§ Short problem: Copy out all of the records below, replacing every "camera-trap tally" with "landmark survey" and changing nothing else. Leave out the pictures.

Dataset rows

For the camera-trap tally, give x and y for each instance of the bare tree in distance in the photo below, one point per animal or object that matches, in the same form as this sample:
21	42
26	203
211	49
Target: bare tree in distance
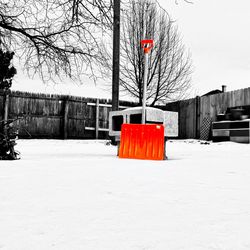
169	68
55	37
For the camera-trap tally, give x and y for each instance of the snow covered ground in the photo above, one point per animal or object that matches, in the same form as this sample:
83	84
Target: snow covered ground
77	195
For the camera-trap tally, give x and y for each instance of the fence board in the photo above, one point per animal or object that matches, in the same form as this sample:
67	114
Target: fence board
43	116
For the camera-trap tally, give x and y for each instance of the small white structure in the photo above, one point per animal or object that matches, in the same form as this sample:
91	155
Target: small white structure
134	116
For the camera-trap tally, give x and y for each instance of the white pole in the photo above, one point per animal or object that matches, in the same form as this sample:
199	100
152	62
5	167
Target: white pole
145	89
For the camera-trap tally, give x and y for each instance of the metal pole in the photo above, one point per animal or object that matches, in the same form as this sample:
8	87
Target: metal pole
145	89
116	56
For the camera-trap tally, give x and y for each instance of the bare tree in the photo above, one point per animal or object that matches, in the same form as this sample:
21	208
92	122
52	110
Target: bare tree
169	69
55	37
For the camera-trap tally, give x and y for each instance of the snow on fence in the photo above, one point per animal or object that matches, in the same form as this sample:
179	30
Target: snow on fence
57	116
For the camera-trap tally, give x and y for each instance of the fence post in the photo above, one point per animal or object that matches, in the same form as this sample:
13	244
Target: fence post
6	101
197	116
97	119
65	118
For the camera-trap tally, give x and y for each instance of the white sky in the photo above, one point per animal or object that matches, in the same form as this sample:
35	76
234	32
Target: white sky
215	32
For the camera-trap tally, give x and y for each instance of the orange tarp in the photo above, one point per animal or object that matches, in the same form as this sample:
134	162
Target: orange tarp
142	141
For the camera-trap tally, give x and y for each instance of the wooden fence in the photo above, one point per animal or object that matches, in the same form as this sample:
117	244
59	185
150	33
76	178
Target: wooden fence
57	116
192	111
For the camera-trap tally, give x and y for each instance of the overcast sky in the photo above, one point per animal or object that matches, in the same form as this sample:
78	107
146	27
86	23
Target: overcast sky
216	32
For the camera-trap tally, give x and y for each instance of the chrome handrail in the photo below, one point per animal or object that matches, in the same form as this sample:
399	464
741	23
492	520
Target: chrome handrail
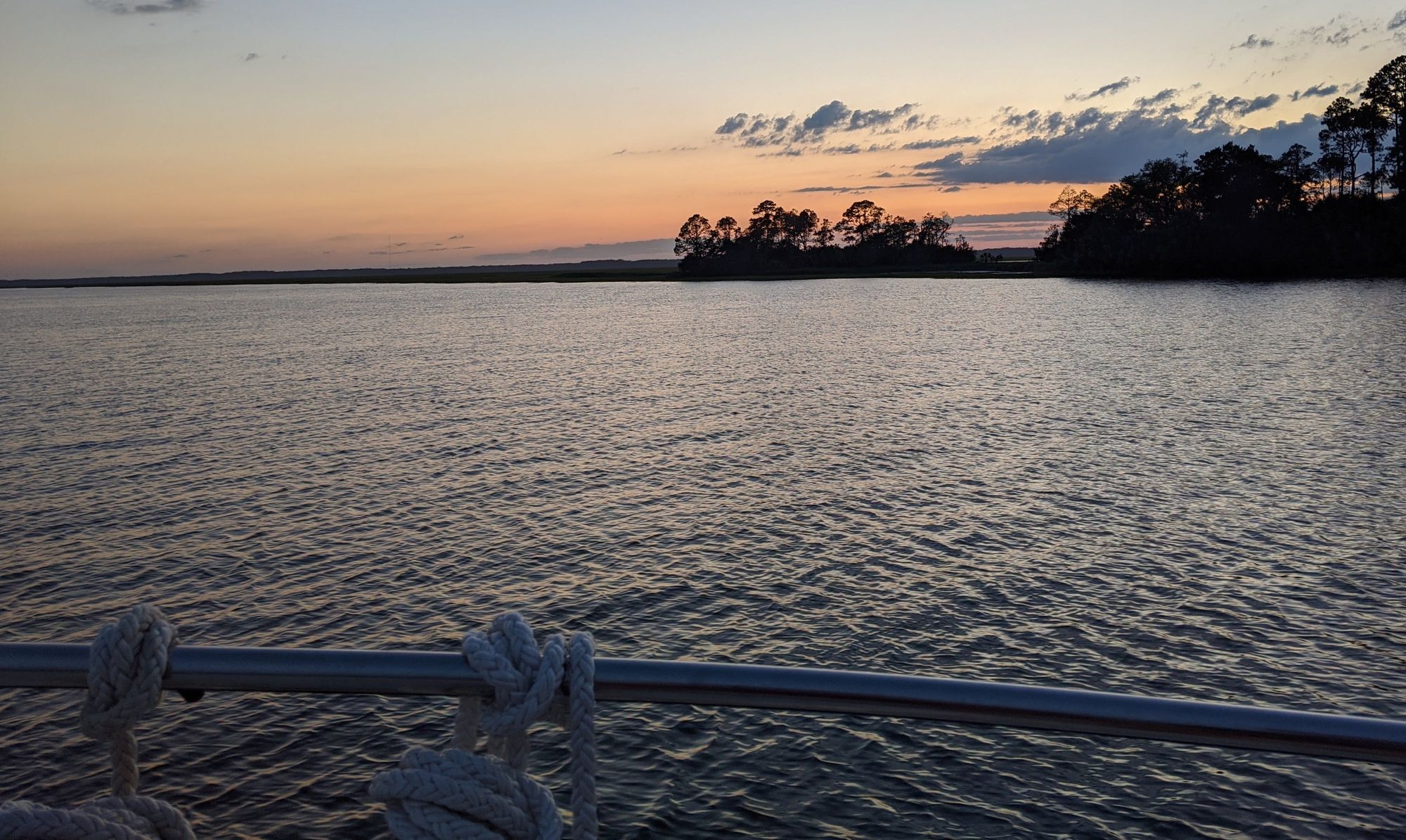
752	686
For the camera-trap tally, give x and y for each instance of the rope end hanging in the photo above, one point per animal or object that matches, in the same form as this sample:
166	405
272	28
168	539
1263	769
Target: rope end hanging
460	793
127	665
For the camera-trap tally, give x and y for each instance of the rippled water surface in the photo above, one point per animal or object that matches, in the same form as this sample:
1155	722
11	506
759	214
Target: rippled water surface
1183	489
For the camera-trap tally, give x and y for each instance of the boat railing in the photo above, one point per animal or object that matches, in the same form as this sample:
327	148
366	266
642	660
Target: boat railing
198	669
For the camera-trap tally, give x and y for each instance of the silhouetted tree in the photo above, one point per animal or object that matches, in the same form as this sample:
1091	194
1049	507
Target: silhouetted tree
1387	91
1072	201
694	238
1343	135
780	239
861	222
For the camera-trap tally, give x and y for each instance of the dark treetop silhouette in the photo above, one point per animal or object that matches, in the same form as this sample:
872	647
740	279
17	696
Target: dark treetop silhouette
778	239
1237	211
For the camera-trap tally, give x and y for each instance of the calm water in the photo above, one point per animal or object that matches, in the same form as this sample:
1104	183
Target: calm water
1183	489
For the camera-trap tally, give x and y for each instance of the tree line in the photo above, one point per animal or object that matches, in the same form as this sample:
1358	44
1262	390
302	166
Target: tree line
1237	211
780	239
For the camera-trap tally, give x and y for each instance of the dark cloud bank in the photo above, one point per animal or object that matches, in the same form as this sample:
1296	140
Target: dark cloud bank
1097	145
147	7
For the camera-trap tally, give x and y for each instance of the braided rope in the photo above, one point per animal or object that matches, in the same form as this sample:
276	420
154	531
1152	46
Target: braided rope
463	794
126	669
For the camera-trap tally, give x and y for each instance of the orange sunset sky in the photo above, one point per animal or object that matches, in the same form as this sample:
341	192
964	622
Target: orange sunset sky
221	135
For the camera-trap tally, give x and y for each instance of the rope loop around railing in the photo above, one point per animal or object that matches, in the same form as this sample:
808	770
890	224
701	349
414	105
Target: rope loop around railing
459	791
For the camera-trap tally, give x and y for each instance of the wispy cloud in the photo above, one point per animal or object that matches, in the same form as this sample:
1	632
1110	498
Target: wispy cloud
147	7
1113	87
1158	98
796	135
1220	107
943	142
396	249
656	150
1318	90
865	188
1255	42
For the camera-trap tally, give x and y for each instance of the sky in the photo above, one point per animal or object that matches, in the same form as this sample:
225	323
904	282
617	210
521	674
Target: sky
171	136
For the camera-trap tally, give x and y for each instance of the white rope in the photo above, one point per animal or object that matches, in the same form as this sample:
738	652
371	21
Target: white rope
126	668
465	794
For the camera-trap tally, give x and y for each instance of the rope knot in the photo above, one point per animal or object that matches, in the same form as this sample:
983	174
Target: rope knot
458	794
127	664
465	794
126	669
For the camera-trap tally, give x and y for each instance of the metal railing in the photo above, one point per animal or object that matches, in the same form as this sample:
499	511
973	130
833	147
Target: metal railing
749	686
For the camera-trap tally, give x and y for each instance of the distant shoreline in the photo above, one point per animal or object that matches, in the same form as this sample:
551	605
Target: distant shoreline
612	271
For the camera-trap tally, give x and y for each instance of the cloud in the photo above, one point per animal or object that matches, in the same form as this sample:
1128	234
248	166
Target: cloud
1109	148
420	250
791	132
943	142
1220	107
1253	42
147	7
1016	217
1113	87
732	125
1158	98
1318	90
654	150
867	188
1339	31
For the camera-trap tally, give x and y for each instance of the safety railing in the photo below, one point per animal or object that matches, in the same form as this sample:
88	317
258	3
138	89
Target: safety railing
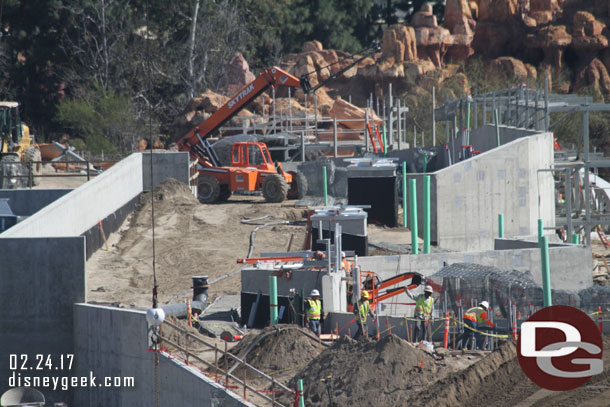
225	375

§ Response to the exercise:
For the landmark survey, give x and y for each instance of the bare tree in distance in the photo below, one point per animal or object that matches, in the same form as this sample:
21	42
26	203
211	49
Target: bare tree in distance
169	68
55	37
For the landmark survey, give x and y for each instance of the snow covered ground in the photo above, one point per animal or object that matches, in the same form as this sample:
83	84
Target: snow covered ground
77	195
For the landmark survey, give x and y for each instance of the fence board in the photo above, one point per animal or object that matches, in the same form as this sample:
67	114
Target: fence board
43	116
For the landmark survey, give x and y for each instance of the small white structure in the photo above, one point per animal or object that matches, in the same form as this sample:
91	155
Target: small white structure
134	116
For the landmark survey, give x and y for each instance of the white pole in the photo above, one point per animal or object that matches, in the same form as this sample:
199	100
152	62
5	167
Target: white pole
145	89
For the landmark survey, give x and y for each instance of the metal pole in the photo above, one point per animal or object that matches, in the same form as this sample:
8	87
Target: metal pole
145	89
116	56
For the landmark survey, give x and y for each instance of the bare tree in the photo above, one point per animal or object that matches, in the same form as this sample:
21	208
92	122
52	110
Target: bare tree
169	69
55	37
For the landmark survey, give x and y for each instance of the snow on fence in the photo above, one point per animal or object that matches, in the same form as this sample:
179	30
Target: snow on fence
57	116
For the landmark survey, give x and y for each instance of the fence post in the photo above, one point per animal or object that matches, in the same form as this sample:
13	244
Target: fence post
6	101
197	116
97	119
65	118
For the landmark survey, give x and y for each instance of the white sky in the photo above, one point per animal or object that matches, in the same form as this sample:
35	76
234	32
Target: white sky
215	32
For the landmark survey, give x and y for each instance of the orange tarp in the photo above, one point per animal or object that matches, in the same form as this sample:
134	162
Target: orange tarp
142	141
For the landmark survey, give x and y for each instance of the wooden fence in the photo above, one point per animal or object that matches, in the same form as this sample:
117	244
59	185
150	33
76	178
Target: wooden fence
57	116
192	111
For the landmark survey, give x and y for each instance of the overcast sky in the photo above, one point per animal or object that matches, in the same form as this sample:
78	107
146	27
86	23
Target: overcast sky
216	32
For the landmark survey, give x and y for each instance of the chrome handrail in the photo below, one point per animal or object that matches, in the same form as this sample:
399	464
741	23
492	520
Target: chrome handrail
752	686
For the landmark survey, give x and y for each instance of the rope end hanging in the photo above, one point per animal or object that matches, in the same form as this sample:
166	405
272	28
168	539
1263	769
Target: rope end hanging
460	793
127	665
For the landmark survey, give x and y for each instance of the rippled water surface in the photo above, one point per animal or object that matches, in the same form as this sample:
1155	722
11	506
759	214
Target: rippled water surface
1183	489
For the landmark survey, give x and y for each instance of the boat railing in the photo above, one point per animal or object that matches, in the same form as this sample:
327	148
366	266
642	660
Target: boat railing
198	669
For the landmark survey, give x and y for each instance of the silhouetted tree in the photo above, one point per animal or object that matches, in the same form as this sample:
1091	194
1049	507
Target: silhouetted tree
1387	91
1072	201
694	238
1343	135
780	239
861	222
For the landmark survey, give x and y for each instance of the dark treetop silhouette in the photo above, one point per animal or object that matches, in the same form as this sample:
872	647
740	279
17	696
Target: dark treetop silhouette
778	239
1237	211
For the landmark survey, give x and y for each instance of the calm water in the photo above, one point per animal or object that matches, in the same form as this sample:
1104	183
Target: calm water
1183	489
For the landmark survey, give x and y for each instance of the tree line in the photo above, one point per animal or object that matches, in the same form as this sample:
1358	44
1262	390
302	166
Target: tree line
1237	211
780	239
For the landmark survey, give x and y for each instance of the dark cloud bank in the photo above, one point per animal or object that matches, in the same form as this sample:
1296	140
Target: dark cloud bank
1097	145
147	7
For the landmark survey, give x and y for each instance of the braided rope in the photo above, one point per animal or object that matches, in the same form as this sample:
276	420
154	531
1152	46
Target: braided rope
463	794
126	669
For the landmark survey, give x and y for each instance of the orange sunset sky in the photo above, one point per animal or object that matches, in the same form as this sample:
341	192
964	622
Target: orange sunset sky
221	135
For the landmark survey, give x and y for each instance of the rope loop around railing in the photo above, one point per animal or object that matches, in the same form as this sample:
808	770
890	224
701	349
414	105
Target: rope loop around railing
459	791
For the landmark survey, give x and y for each instance of the wispy cloud in the photo above, one point per animal or object that matches, in the same form as this sample:
1	632
1110	498
Target: wispy cloud
147	7
1113	87
1158	98
796	135
1220	107
943	142
396	249
656	150
1318	90
865	188
1255	42
For the landmark survey, give x and y for each instance of the sky in the photo above, one point per animal or object that matches, in the same form as this sample:
225	323
904	282
617	210
521	674
Target: sky
171	136
For the landmark survey, give x and y for each instance of the white rope in the photo above, one point per animal or object that matches, in the same form as this sample:
738	652
371	21
Target: white rope
126	668
465	794
For the landmark survey, give x and y for each instance of the rope knot in the photo above, one point per animal or object that matches, in the same form as this sample:
983	174
Target: rope knot
458	794
127	664
465	794
126	669
For the landmark survey, give x and y for each instance of the metal railing in the photo above, one point per animal or object that matches, in the same form as this sample:
499	511
973	130
833	147
Target: metal railing
749	686
For the landmark survey, give x and y for each instance of the distant shoreline in the photo above, one point per animal or object that matches, in the same form as this sample:
551	605
Target: distant shoreline
612	271
For the landmark survey, give x and y for each instance of the cloud in the photo above, one point per animal or object that matches, in the same form as this sample:
1128	234
248	166
Target: cloud
1109	148
420	250
791	132
943	142
1220	107
1253	42
147	7
1016	217
1113	87
732	125
1158	98
1318	90
654	150
867	188
1339	31
For the landmark survey, give x and y for each instance of the safety railing in the photo below, one point per animal or object that matches, in the same form as this sample:
88	317
258	3
138	89
Target: safety railing
225	375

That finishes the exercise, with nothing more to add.